Text under study:

State colleges and universities recently received a potential increase in the value of their patent portfolios in the form of a ruling from the Patent Trial and Appeal Board (PTAB).
The January 25 decision confirmed that state sovereign immunity applies to patents held by state universities, barring use of the increasingly popular inter partes review (IPR) process to challenge those patents.
As a result, a large swath of higher education entities has apparently been spared from IPRs. This makes them a potentially attractive option for non-governmental businesses that are still vulnerable to IPRs and may be interested in shielding their patents from invalidity determinations. Already bustling university tech transfer offices may get even busier this year.
With the rise of patent troll litigation, the America Invents Act’s administrative inter partes review (IPR) proceedings have become an important means for fighting aggressive patent holders. While patent troll litigation has decreased in frequency, inter partes reviews have remained an important tool for aggressively and proactively challenge competitor patents.
The PTAB’s decision in Covidien LP v. University of Florida Research Foundation Incorporated, however, may have a serious impact on those administrative proceedings.
The case began when the University of Florida Research Foundation Inc. (UFRF), the licensing division at the University of Florida, brought a state court action against Covidien, the licensee of the patent-at-issue, which related to computer systems that manage health care data. The suit alleged a breach of their agreement based on Covidien refusing to pay royalties for products they believed did not fall under the license or patent.
Covidien, having been purchased by Medtronic, counterclaimed, seeking a declaratory judgment of non-infringement, then subsequently and successfully petitioned to have the case removed to U.S. District Court. Covidien/Medtronic concurrently filed three separate petitions for IPR with the PTAB, challenging the validity of the UFRF patents at issue. In response to the counterclaims, UFRF argued that under the American Invents Act, they were “entitled to Eleventh Amendment immunity from [Covidien’s] declaratory judgment counterclaim in the federal court.” The district court agreed with UFRF’s argument, and the case was remanded to state court.
In the IPRs, UFRF requested permission from the PTAB to file a motion to dismiss on the basis of sovereign immunity. The PTAB agreed to hear arguments. In its final decision, the PTAB held that 11th Amendment state sovereign immunity applied to the University of Florida, as a public state university and “arm” of the state of Florida.

Data excerpts:
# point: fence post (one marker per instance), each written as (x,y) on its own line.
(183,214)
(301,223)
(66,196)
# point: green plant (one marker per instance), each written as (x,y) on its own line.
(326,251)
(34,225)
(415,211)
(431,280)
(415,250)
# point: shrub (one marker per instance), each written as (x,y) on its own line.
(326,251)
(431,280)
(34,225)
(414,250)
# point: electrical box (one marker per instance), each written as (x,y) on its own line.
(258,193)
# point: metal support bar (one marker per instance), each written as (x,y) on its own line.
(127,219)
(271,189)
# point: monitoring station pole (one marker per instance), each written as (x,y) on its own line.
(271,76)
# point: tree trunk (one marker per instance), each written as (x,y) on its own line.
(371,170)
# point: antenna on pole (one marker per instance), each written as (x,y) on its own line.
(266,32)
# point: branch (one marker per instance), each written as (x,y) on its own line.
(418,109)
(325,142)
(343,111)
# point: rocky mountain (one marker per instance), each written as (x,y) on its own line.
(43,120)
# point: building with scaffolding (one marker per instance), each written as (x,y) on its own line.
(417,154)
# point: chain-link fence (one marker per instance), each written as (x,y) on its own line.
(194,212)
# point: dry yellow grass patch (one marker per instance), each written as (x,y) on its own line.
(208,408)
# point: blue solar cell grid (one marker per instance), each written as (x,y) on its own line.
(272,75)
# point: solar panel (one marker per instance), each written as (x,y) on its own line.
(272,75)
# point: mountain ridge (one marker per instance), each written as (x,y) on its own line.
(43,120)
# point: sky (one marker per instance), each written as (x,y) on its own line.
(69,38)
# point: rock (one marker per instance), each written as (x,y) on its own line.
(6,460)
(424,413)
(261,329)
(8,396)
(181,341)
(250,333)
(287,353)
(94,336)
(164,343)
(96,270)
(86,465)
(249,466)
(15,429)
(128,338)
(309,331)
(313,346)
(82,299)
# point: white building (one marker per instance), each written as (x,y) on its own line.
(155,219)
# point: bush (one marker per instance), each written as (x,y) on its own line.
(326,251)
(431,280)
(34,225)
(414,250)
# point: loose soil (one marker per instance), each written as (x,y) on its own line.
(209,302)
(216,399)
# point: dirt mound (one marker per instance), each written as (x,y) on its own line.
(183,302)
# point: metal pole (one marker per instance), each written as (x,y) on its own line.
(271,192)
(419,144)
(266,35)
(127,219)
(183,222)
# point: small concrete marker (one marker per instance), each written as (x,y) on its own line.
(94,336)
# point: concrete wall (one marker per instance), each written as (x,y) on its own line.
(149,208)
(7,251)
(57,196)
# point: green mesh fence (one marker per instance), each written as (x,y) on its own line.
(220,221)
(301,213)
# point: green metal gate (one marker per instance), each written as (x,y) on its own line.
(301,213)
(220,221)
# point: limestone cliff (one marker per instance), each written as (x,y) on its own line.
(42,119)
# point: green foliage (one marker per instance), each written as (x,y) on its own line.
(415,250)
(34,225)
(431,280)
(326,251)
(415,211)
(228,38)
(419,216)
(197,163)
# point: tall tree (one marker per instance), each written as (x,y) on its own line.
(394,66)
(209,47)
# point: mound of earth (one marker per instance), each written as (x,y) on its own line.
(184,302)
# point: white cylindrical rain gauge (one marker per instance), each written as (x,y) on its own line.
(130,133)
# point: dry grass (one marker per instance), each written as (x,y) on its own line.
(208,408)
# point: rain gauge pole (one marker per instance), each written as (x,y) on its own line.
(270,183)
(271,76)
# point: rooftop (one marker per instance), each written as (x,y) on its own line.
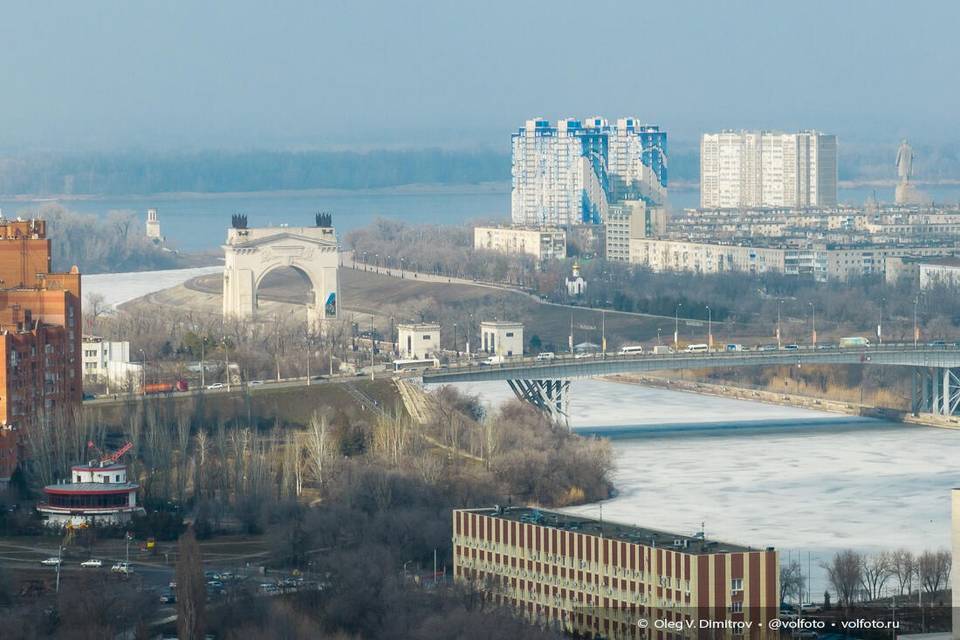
(694,544)
(91,487)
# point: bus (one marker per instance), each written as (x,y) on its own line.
(414,365)
(853,342)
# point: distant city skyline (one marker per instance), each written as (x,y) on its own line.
(92,76)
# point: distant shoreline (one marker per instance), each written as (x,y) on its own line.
(407,189)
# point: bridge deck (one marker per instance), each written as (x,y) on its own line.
(608,364)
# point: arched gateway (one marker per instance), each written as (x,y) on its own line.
(253,253)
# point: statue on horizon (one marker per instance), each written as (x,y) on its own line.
(904,161)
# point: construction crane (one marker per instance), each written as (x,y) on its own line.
(108,458)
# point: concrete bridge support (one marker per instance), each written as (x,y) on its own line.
(552,397)
(936,390)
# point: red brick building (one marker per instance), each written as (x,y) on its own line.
(613,580)
(40,337)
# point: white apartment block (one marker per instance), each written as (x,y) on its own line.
(768,169)
(569,173)
(819,261)
(542,244)
(631,219)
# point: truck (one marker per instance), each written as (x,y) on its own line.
(852,342)
(165,387)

Study questions:
1. Do these statements agree with the article on the PTAB sovereign immunity ruling? (a) The PTAB decision was issued on January 25. (b) The patent at issue related to computer systems that manage health care data. (c) The district court rejected UFRF’s immunity argument.
2. According to the article on the PTAB sovereign immunity ruling, which company purchased Covidien?

Results by task:
1.
(a) Yes: "The January 25 decision confirmed that state sovereign immunity applies to patents held by state universities"
(b) Yes: "which related to computer systems that manage health care data"
(c) No: "The district court agreed with UFRF’s argument, and the case was remanded to state court."

2. Medtronic